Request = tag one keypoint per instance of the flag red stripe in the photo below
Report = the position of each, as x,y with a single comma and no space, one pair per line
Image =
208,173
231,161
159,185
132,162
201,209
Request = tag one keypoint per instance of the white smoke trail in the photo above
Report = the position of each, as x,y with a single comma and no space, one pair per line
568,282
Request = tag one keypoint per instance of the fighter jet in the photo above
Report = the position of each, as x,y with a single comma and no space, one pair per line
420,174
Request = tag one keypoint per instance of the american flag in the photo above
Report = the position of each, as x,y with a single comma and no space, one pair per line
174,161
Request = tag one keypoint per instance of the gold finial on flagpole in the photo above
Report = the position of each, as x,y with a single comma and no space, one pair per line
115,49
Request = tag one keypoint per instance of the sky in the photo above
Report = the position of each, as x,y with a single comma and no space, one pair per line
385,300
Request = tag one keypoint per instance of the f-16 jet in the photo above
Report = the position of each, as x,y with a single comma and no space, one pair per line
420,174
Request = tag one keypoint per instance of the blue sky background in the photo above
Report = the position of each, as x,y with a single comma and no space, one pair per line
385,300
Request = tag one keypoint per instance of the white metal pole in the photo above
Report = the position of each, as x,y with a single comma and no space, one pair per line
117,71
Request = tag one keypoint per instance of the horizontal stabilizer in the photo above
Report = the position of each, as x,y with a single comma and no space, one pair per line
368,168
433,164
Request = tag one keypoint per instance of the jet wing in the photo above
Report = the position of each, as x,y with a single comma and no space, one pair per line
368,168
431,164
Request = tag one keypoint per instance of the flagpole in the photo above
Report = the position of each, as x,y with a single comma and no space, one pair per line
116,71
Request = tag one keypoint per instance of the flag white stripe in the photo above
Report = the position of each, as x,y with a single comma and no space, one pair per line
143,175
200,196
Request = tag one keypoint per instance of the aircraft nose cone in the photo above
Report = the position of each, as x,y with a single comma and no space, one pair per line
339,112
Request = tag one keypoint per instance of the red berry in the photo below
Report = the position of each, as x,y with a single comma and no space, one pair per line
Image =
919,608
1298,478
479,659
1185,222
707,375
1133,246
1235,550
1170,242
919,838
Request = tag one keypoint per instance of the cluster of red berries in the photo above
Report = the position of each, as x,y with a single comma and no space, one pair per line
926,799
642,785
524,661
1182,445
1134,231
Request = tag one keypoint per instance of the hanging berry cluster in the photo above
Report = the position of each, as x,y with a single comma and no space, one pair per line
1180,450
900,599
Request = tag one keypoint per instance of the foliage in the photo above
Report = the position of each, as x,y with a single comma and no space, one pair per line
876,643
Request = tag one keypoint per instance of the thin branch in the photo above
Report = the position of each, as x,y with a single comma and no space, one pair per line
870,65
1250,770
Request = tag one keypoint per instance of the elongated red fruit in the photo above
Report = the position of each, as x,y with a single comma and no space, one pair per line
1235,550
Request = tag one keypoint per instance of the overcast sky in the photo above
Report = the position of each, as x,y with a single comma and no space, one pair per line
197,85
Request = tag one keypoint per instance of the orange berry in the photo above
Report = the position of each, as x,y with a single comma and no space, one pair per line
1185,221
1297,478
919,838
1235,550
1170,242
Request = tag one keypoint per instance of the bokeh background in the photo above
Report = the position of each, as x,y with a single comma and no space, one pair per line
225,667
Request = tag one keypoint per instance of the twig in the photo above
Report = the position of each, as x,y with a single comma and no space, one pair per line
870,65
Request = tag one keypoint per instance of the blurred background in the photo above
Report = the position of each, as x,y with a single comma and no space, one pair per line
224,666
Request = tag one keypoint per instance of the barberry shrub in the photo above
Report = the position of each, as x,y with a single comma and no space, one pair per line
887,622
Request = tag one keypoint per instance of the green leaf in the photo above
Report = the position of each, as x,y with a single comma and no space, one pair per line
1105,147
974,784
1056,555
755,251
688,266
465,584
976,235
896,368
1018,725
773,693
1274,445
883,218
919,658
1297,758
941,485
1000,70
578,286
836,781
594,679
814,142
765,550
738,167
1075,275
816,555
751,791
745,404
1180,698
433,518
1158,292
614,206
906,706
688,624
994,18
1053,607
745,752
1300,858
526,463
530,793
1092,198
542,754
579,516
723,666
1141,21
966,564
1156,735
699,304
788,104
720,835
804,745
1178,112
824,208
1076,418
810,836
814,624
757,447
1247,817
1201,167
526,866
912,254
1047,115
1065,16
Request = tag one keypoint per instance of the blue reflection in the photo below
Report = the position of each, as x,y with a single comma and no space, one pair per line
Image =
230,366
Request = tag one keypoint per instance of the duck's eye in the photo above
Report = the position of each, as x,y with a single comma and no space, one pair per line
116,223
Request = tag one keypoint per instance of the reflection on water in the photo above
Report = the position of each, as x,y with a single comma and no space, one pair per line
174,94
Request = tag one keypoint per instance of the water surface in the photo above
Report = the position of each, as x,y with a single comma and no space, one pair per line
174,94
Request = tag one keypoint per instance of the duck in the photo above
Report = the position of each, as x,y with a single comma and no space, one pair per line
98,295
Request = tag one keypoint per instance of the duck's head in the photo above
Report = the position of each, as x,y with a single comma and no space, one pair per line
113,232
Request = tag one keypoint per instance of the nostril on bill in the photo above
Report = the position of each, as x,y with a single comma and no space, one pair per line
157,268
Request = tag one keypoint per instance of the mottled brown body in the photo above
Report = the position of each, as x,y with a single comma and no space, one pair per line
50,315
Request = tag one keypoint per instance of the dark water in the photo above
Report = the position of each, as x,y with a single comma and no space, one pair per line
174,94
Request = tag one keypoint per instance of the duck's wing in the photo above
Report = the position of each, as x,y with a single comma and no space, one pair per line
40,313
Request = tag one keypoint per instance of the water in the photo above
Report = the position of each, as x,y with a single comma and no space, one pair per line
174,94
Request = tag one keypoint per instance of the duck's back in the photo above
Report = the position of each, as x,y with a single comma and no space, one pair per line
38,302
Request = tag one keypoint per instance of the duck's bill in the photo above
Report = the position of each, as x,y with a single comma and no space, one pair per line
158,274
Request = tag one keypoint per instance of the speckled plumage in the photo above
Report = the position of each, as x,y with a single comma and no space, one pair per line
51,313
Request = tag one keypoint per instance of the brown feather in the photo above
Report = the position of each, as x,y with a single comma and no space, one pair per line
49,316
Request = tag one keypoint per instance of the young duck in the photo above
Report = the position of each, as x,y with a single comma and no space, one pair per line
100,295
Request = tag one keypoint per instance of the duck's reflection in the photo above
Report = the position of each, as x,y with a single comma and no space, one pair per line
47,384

*What you are asked to do*.
Go through the records line by line, and copy each line that holds the string "bill".

*Written solution*.
Request = tag one keypoint per instance of the nostril on bill in the photo above
Request = tag one keypoint per instance of the duck's bill in the photo above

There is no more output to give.